Items listed in a dataset:
- - - - -
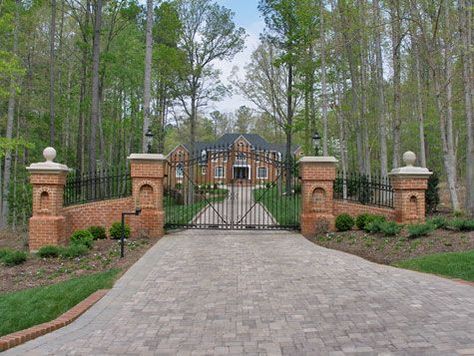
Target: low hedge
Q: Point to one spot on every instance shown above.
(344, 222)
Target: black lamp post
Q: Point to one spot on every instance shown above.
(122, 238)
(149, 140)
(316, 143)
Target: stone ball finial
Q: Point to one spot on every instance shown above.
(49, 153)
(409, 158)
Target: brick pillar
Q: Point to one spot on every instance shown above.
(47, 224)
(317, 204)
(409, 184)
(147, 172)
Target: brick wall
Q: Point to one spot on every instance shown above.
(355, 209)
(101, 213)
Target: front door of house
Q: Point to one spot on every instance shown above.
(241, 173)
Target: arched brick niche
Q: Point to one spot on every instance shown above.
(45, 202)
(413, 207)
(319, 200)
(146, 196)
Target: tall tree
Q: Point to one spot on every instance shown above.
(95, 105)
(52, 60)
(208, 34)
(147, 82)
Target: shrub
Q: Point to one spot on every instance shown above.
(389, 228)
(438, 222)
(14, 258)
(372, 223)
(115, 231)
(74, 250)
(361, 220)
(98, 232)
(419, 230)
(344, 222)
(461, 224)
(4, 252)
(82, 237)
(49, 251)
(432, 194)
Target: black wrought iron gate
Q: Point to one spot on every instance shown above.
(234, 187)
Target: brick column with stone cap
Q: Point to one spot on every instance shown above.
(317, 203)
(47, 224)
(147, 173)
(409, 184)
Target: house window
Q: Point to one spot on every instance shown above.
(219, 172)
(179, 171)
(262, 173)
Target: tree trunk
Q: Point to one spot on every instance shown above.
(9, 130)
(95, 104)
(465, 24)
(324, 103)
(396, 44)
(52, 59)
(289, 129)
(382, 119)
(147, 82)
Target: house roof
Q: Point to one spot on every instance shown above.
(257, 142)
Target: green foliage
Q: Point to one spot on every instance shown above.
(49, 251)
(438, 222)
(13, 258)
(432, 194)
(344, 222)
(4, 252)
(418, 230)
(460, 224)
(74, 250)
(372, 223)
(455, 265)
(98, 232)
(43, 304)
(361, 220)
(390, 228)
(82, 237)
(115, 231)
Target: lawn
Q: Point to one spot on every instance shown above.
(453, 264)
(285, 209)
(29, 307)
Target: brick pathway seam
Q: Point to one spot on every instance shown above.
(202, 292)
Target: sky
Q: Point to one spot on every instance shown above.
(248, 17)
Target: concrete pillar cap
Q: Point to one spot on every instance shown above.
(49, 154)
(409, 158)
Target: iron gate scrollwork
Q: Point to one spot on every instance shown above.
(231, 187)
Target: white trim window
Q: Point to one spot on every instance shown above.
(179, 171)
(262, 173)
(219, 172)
- - - - -
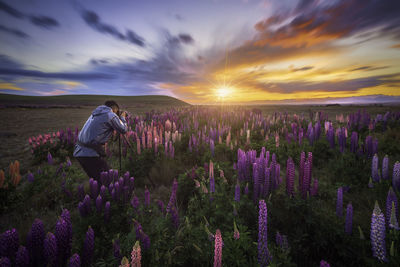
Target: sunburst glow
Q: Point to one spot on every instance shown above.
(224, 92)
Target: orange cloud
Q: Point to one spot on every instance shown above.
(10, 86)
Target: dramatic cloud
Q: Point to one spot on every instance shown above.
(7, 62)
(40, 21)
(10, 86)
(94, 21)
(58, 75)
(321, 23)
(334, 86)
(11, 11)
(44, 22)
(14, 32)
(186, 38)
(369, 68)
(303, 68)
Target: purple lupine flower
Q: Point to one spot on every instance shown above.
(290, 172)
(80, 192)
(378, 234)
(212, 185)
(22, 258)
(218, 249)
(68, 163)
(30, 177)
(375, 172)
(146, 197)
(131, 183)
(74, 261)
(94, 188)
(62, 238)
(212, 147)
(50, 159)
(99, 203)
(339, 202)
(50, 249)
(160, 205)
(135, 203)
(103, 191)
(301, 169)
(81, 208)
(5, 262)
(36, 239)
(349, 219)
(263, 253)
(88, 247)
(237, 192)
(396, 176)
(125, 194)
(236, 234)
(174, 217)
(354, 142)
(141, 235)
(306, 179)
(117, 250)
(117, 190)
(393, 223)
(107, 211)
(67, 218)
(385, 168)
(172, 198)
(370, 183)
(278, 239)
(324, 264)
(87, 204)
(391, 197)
- - - - -
Your objective
Both end lines included, restate word for word the lines above from the line with "Target: green foliage" to the line with "Target: white trim window", and nothing else.

Response box
Target: green foliage
Q: Point to one spot on every instance shown above.
(49, 251)
(438, 222)
(13, 258)
(432, 194)
(344, 222)
(4, 252)
(418, 230)
(460, 224)
(74, 250)
(372, 223)
(455, 265)
(98, 232)
(43, 304)
(361, 220)
(390, 228)
(82, 237)
(115, 231)
Target: lawn
Q: Point to one spot on every instance shown above.
(453, 264)
(285, 209)
(29, 307)
Target: brick pathway seam
Q: Point to one spot on every instance shown above.
(202, 292)
Target: sky
Q: Point to one spot on every instance shown above.
(248, 17)
Target: concrete pillar cap
Q: Point to one spot on every instance shown above.
(49, 154)
(409, 158)
Target: iron gate scrollwork
Q: Point to one spot on every instance shown above.
(231, 187)
Target: white trim window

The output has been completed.